• _DIRECTIONS_
How many lines in the records below hold the word "rough"? Answer with the number alone.

• _MATERIAL PROVIDED_
*****
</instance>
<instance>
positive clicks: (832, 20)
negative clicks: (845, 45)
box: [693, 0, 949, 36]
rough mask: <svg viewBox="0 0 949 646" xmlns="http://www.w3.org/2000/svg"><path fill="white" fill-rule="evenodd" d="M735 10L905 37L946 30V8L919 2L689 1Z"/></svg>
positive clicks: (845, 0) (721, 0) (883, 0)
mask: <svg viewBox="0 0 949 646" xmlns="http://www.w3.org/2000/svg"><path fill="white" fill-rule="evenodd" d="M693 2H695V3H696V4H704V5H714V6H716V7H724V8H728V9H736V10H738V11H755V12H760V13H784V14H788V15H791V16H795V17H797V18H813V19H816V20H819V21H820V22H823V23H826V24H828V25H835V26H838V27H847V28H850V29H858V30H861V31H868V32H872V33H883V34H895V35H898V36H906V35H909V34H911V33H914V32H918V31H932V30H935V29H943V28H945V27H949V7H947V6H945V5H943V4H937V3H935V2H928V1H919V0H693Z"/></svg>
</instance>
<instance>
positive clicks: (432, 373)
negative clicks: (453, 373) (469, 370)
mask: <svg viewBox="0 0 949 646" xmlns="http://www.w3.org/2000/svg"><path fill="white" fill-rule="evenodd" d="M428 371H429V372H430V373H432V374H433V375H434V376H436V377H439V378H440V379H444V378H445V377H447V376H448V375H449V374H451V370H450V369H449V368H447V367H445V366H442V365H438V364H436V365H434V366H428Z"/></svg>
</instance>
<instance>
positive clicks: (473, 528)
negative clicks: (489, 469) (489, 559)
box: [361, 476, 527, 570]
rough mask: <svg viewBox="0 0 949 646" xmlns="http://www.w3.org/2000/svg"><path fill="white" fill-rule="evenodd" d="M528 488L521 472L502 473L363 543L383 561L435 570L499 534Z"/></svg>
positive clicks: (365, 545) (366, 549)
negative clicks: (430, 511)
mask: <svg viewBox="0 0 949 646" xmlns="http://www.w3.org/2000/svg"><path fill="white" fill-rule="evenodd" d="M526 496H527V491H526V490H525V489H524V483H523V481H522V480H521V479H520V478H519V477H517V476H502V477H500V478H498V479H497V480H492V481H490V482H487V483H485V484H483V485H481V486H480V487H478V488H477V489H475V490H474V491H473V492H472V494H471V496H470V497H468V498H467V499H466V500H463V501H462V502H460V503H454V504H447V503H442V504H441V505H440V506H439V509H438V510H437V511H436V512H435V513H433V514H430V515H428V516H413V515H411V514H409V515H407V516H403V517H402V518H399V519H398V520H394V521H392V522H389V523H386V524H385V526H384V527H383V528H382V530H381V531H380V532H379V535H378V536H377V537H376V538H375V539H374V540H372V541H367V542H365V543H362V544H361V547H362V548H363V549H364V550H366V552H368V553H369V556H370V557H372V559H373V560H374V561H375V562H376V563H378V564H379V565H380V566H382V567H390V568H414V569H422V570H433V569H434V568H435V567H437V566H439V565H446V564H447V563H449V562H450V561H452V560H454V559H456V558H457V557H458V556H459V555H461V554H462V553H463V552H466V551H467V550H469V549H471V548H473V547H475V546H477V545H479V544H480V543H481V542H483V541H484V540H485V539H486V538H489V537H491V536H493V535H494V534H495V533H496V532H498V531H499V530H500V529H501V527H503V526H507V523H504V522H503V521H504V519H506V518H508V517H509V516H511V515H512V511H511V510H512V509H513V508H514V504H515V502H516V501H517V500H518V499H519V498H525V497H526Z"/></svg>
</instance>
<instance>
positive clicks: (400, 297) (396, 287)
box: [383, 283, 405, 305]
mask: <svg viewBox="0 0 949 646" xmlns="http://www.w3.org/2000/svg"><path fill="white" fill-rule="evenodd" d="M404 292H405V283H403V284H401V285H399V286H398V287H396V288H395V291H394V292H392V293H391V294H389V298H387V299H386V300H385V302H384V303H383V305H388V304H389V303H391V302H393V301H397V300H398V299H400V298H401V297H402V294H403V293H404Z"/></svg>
*****
• _YOUR SOLUTION_
2